# Insurgent ground assaults on KAF and BAF



## McG (20 May 2010)

> *Suicide blasts hit NATO military base*
> The Edmonton Sun
> 20 May 2010
> 
> ...


----------



## Jammer (20 May 2010)

A stroke of genius is what it was.
To even get close was ballsy enough, let alone have the wherewithall to carry on the fight for several hours. I suspect there was penetration of the perimeter by reading between the lines.
They are still a dangerous enemy. This was a huge blow to NATO and the GoA.
It's going to be a hot summer I think.


----------



## GAP (20 May 2010)

You don't have to succeed in capturing a high value target such as a large base, you just have to take advantage of normal human nature of complacency to let them know they are vulnerable. Then they have to expend that much more resources to ensure you are not successful in the future.


----------



## The Bread Guy (20 May 2010)

GAP said:
			
		

> You don't have to succeed in capturing a high value target such as a large base, you just have to take advantage of normal human nature of complacency to let them know they are vulnerable. Then they have to expend that much more resources to ensure you are not successful in the future.

| WRITTEN REQUEST A |
From the listing, quote word for word the lines starting at the one that contains "Task: point at the shirtless" and ending with the last line of the listing.

| RECORD SET |
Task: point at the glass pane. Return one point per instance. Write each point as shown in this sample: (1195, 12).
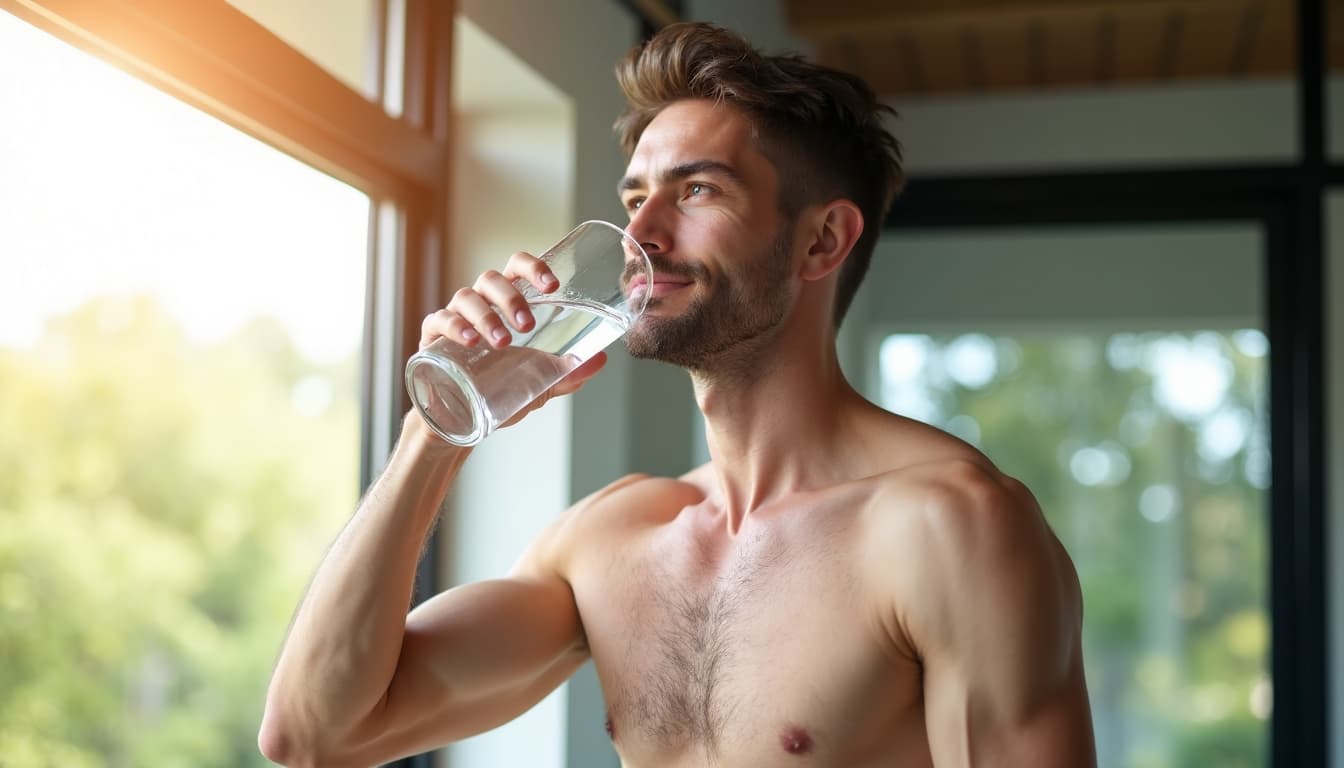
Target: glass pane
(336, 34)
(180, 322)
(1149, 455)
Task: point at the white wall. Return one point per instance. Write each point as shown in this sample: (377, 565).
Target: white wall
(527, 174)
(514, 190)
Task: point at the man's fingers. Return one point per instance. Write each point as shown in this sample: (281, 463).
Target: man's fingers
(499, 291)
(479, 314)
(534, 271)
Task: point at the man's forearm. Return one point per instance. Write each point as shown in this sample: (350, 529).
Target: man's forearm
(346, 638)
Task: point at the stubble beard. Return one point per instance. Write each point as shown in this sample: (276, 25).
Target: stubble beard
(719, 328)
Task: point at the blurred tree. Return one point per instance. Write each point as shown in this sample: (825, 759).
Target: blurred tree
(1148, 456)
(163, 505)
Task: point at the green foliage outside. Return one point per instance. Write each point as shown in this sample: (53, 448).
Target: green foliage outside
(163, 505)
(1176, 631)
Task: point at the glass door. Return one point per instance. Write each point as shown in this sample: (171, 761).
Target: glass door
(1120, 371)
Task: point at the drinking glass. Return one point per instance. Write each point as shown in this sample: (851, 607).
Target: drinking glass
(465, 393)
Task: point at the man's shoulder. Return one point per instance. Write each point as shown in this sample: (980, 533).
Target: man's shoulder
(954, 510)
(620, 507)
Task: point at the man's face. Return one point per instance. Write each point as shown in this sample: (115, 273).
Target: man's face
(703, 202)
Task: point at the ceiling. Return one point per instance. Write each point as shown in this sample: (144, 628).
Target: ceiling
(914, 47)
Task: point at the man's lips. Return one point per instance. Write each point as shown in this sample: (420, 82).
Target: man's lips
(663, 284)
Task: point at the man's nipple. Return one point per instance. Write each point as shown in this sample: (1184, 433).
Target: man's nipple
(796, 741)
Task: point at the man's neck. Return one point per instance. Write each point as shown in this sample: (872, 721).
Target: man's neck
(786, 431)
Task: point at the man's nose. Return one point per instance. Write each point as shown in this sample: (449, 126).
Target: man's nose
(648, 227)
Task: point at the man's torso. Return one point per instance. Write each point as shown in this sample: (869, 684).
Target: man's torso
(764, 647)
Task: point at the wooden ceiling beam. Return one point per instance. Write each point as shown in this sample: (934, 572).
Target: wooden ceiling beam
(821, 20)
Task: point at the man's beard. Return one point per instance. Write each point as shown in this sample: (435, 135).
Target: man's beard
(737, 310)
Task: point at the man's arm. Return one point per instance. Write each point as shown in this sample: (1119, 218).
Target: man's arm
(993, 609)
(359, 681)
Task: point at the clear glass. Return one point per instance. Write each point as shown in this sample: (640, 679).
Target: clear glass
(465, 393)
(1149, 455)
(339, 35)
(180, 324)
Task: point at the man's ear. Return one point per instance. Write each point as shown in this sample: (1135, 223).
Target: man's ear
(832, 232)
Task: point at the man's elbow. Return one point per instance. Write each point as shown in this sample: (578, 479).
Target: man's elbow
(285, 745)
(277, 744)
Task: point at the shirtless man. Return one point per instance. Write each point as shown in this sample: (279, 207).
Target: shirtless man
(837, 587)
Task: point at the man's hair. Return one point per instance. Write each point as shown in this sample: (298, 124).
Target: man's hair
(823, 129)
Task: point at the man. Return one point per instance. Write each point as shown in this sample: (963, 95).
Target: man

| WRITTEN REQUEST B |
Print the entire forum thread about insurgent ground assaults on KAF and BAF word for word.

| FULL ANSWER A |
Task: point at the shirtless man. Return one point per instance. Write each point as shown in this sample: (279, 207).
Target: shirtless man
(837, 587)
Task: point at the man's hair. Return one point per instance. Write each point as shown in this sample: (298, 124).
Target: man's hair
(823, 129)
Task: point at the man. Return one point per instance. Write each point as shown in this sample: (963, 95).
Target: man

| FULL ANSWER B |
# Insurgent ground assaults on KAF and BAF



## McG (20 May 2010)

> *Suicide blasts hit NATO military base*
> The Edmonton Sun
> 20 May 2010
> 
> ...


----------



## Jammer (20 May 2010)

A stroke of genius is what it was.
To even get close was ballsy enough, let alone have the wherewithall to carry on the fight for several hours. I suspect there was penetration of the perimeter by reading between the lines.
They are still a dangerous enemy. This was a huge blow to NATO and the GoA.
It's going to be a hot summer I think.


----------



## GAP (20 May 2010)

You don't have to succeed in capturing a high value target such as a large base, you just have to take advantage of normal human nature of complacency to let them know they are vulnerable. Then they have to expend that much more resources to ensure you are not successful in the future.


----------



## The Bread Guy (20 May 2010)

GAP said:
			
		

> You don't have to succeed in capturing a high value target such as a large base, you just have to take advantage of normal human nature of complacency to let them know they are vulnerable. Then they have to expend that much more resources to ensure you are not successful in the future.